Overseas services boosted by Alipay

A receptionist works at Alipay's headquarters in Hangzhou, capital of East China's Zhejiang province, in this Jan 10, 2014 file photo. (Photo / Xinhua)

Internet giant Alibaba Group is promoting global use of its e-payment services amid a rising appetite for overseas shopping by increasingly wealthy but choosy Chinese consumers.

Alipay, Alibaba's payment arm, announced on Wednesday a partnership with the United States online payment startup Stripe.

Under the agreement, overseas merchants who use Stripe's payment software can now detect if shoppers are located on the Chinese mainland and give them the option of paying through their Alipay accounts.

The move is expected to be warmly welcomed by Chinese shoppers who are not happy with providing their credit card details to overseas websites but who use Alipay as an alternative payment solution.

Alipay is the country's largest third-party payment service provider.

Li Jingming, head of Alipay US, said in an e-mailed statement to China Daily that there is a huge demand for high-quality Western products and services in China.

"We're excited to be cooperating with Stripe in helping to accelerate the introduction of Western brands into China and in turning global online shopping into a simple and enjoyable experience for Chinese consumers," he said.

Stripe didn't disclose the number of merchants Alipay is cooperating with, but said it now allows online merchants to conduct transactions using 139 currencies and bitcoin, a virtual currency. It also plans to form more partnerships with popular payment providers in regions where credit cards are not widely used, according to media reports.

Li Ye, an analyst at Analysys International, an Internet consultancy in Beijing, said Alipay is a pioneer in terms of e-commerce development and providing a "bridge" between online shoppers and merchants.

"With Chinese consumers expanding their footprint overseas, it is high time that Alipay offered more cross-border payment services," she said.

Teaming up with overseas payment providers is a good strategy for Alipay's global expansion, as building up its own overseas financial channels from scratch would be too time consuming, Li added.

» **MATERIAL SHOWN**

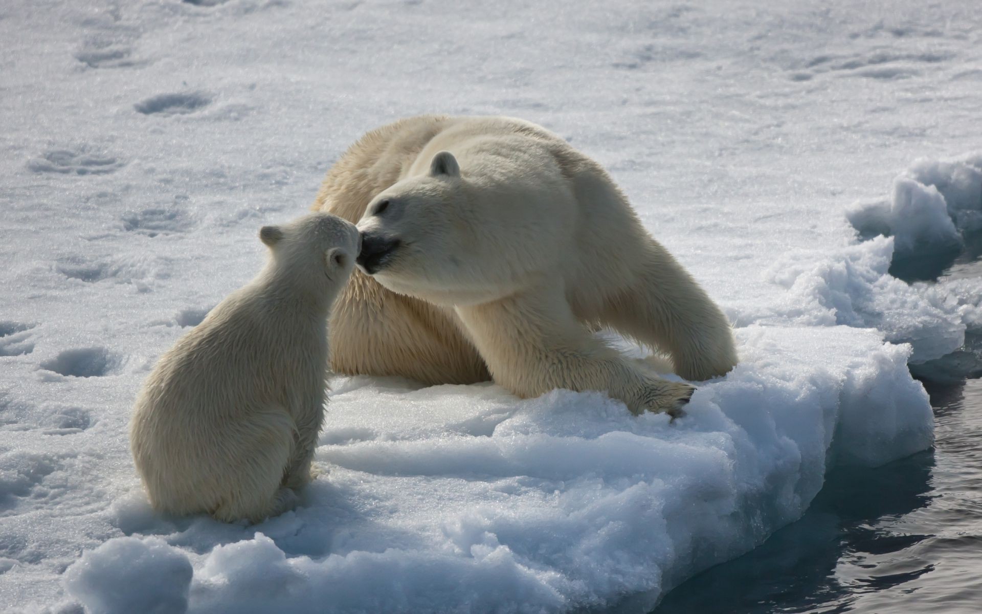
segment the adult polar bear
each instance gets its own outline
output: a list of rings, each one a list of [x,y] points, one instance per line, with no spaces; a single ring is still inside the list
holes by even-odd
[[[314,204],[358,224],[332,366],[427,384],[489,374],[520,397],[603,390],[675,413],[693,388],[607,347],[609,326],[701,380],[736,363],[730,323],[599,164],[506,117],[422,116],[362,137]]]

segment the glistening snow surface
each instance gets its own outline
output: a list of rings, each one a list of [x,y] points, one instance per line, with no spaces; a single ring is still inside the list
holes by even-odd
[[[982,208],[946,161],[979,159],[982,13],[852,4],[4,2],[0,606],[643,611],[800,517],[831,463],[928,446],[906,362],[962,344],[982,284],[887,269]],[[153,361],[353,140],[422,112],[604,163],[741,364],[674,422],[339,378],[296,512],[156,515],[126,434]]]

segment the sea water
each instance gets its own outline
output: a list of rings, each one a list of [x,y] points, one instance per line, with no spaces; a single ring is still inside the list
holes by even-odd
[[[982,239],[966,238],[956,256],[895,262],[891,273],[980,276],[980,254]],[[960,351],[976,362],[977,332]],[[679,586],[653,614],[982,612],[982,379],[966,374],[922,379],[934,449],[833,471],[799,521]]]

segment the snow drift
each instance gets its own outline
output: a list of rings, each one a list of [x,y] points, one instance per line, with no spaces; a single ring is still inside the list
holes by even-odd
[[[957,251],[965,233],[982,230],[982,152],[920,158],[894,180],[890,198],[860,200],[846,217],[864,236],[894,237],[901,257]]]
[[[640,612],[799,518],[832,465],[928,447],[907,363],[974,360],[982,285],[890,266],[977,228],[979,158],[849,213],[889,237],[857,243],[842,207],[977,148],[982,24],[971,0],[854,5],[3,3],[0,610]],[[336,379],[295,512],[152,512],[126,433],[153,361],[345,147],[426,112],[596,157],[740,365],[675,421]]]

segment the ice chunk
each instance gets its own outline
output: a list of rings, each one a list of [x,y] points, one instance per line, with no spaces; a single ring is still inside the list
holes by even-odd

» **WHAT YOU WILL DO**
Extend the Alipay article from its final sentence onward. The records are a separate set of material from the Alipay article.

» **RESPONSE TO THIS EXERCISE**
Alipay, with more than 300 million registered users in China, announced on Monday a partnership with Swiss tax refund company Global Blue. They are launching a service to enable Chinese tourists to receive tax refunds on their shopping paid directly into their Alipay accounts.

In the past year, Alipay has combined with partners in a number of countries. Deals signed include allowing users to pay airfares through travel payment network UATP and payment for accommodation at Resorts World Sentosa in Singapore and for goods at South Korean shopping mall Lotte.com.

Alipay's expansion abroad comes amid surging overseas spending by Chinese consumers.

Chinese tourists have been the world's top spenders since 2012 and bought $129 billion worth of goods and services overseas last year, according to the United Nations World Tourism Organization.

People who do not travel abroad are increasingly eager to place orders on overseas online marketplaces directly or to buy through proxy agents.

According to the China E-Commerce Research Center in Hangzhou, Zhejiang province, the overseas-buying market amounted to 74.4 billion yuan ($12 billion) in 2013. The center has forecast that the market will exceed 100 billion yuan in 2014.

Mo Daiqing, an analyst at the center, said Chinese online shoppers are increasingly enjoying shopping through agents because they feel they can get cheaper and better goods outside China.